_EXERCISE REQUIREMENTS_: Swap "instance" for "occurrence" throughout the rows below, leaving everything else unchanged.
-- begin DATA FOR THE TASK --
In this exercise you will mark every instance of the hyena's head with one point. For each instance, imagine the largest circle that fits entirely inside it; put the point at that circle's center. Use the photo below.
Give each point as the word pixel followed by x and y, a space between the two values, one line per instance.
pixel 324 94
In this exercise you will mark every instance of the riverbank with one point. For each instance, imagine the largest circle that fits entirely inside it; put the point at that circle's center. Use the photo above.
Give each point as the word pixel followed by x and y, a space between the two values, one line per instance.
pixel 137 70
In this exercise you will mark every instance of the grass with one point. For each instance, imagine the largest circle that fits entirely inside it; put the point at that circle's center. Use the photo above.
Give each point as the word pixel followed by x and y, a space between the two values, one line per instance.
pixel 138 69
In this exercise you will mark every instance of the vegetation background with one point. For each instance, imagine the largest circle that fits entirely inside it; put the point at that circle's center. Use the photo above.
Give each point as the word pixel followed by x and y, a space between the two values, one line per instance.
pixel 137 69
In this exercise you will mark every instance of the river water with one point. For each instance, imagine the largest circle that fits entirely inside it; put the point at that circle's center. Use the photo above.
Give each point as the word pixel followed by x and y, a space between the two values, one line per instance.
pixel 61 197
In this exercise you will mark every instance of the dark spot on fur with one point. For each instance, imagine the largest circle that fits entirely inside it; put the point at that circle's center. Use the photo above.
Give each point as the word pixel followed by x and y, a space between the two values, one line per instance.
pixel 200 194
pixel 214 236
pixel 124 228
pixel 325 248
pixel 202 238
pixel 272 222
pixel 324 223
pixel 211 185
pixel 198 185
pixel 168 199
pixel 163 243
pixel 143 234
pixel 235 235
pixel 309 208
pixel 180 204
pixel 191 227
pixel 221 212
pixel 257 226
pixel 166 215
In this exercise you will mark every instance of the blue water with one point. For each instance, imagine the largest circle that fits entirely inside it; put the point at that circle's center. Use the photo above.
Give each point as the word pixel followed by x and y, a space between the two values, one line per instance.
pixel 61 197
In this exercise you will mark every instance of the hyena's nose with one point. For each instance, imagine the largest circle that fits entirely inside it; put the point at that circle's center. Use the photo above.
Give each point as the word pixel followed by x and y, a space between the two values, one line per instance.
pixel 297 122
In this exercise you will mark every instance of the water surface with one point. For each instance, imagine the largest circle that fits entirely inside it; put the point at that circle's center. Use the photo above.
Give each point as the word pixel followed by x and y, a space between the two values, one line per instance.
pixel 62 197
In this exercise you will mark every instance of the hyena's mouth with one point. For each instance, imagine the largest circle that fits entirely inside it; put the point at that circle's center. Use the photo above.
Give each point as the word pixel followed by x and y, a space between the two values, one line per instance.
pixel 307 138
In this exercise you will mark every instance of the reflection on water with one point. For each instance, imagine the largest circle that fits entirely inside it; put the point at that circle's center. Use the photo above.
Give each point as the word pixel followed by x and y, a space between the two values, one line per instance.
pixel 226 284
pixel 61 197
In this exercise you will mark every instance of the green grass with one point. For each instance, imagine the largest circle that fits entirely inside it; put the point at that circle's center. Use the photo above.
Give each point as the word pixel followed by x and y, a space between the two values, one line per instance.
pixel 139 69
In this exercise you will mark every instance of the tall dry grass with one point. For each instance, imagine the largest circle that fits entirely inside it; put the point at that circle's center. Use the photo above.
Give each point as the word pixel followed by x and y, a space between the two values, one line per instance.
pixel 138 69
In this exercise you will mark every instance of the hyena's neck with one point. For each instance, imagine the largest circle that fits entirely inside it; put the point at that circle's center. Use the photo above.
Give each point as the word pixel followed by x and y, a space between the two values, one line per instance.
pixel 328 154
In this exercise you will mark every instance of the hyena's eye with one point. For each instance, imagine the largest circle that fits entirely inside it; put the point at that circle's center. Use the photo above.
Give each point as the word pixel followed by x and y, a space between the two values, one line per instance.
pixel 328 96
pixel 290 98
-- end DATA FOR THE TASK --
_EXERCISE RESPONSE_:
In this exercise you will mark every occurrence of the hyena's head with one point. For each occurrence, imagine the largest circle that fits entirely inside it; put the point at that circle's center. Use the photo below.
Give each point as the word pixel followed by x and y, a space between the two values, one line per occurrence.
pixel 324 94
In this exercise you will mark every occurrence of the riverbank with one point. For each occurrence, imagine the largest circle that fits entirely inside it; put the point at that circle's center. Use the photo above.
Give each point as the word pixel followed by x and y, a space between the two values, one line per occurrence.
pixel 137 70
In this exercise you will mark every occurrence of the grass with one point. For each occurrence, imagine the largest circle that fits entirely inside it; put the point at that circle's center. Use the photo above.
Give each point as the word pixel followed by x and y, a space between the two values, one line per occurrence.
pixel 138 69
In this exercise you will mark every occurrence of the vegetation background with one point. For each occurrence, imagine the largest circle that fits entirely inside it; put the point at that circle's center. Use the photo above.
Give each point as the word pixel followed by x and y, a space between the two values, one line per occurrence.
pixel 137 69
In this exercise you will mark every occurrence of the river water with one point. For each occurrence, imagine the largest circle that fits entirely inside it; put the point at that circle's center. Use the photo above.
Give each point as the word pixel followed by x and y, a space between the two values, one line per occurrence.
pixel 61 197
In this exercise you will mark every occurrence of the dark spot on fur with one point. For each occurrence, imagine the largest circle that fits entirely inside it; put the point at that circle's center. Use the photo above.
Give each point as the word pixel followed by x and y, a space between the two values, one line per occurrence.
pixel 200 194
pixel 214 236
pixel 124 228
pixel 325 248
pixel 202 238
pixel 272 222
pixel 324 223
pixel 211 185
pixel 198 185
pixel 168 199
pixel 163 243
pixel 143 234
pixel 235 235
pixel 309 208
pixel 180 204
pixel 191 227
pixel 221 212
pixel 257 226
pixel 166 215
In this exercise you will mark every occurrence of the blue water with one point. For each occurrence, imagine the largest circle that fits entirely inside it; put the point at that circle's center. Use the photo above.
Give each point as the word pixel followed by x and y, a space between the two values, one line per occurrence.
pixel 61 197
In this exercise you will mark every occurrence of the hyena's nose with one point. For each occurrence, imagine the largest circle that fits entirely inside it; put the point at that circle's center. Use the photo above.
Give each point as the word pixel followed by x and y, a space between the two values, one line per occurrence.
pixel 297 122
In this exercise you will mark every occurrence of the water surface with one point. For each occurrence, imagine the largest circle that fits entirely inside it; put the point at that circle's center. Use the photo above.
Give each point as the word pixel followed by x and y, a space between the two values, one line per occurrence.
pixel 62 197
In this exercise you will mark every occurrence of the hyena's mouth with one point. For each occurrence, imagine the largest circle that fits entirely inside it; put the point at that circle's center. Use the photo above.
Give each point as the word pixel followed by x and y, a space between the two values, one line per occurrence.
pixel 307 138
In this exercise you will mark every occurrence of the reflection on water with one point. For each occurrence, imagine the largest circle that fits entirely inside it; put the point at that circle's center. Use the photo above.
Give each point as the word pixel followed by x and y, a space between the two values, one line per occurrence.
pixel 226 284
pixel 61 197
In this exercise you will mark every occurrence of the green grass with one point. For each occurrence, imagine the largest circle that fits entirely inside it; put the point at that circle's center. Use the photo above.
Give each point as the word pixel followed by x and y, a space between the two values, one line per occurrence.
pixel 139 69
In this exercise you will mark every occurrence of the tall dry grass with one point. For each occurrence, imagine the largest circle that fits entirely inside it; put the point at that circle's center. Use the photo above.
Give each point as the word pixel followed by x and y, a space between the two values, one line per occurrence.
pixel 138 69
In this exercise you will mark every occurrence of the hyena's neck with one point. For each occurrence, imagine the largest circle that fits entirely inside it; put the point at that circle's center. Use the photo above.
Give each point as the word pixel followed by x and y, a space between the two values, one line per occurrence.
pixel 328 154
In this exercise you will mark every occurrence of the hyena's eye with one point. For each occurrence, imagine the largest circle that fits entirely inside it; put the point at that circle's center. Use the photo above.
Give each point as the word pixel followed by x and y, a space between the two values, one line per occurrence.
pixel 328 96
pixel 290 98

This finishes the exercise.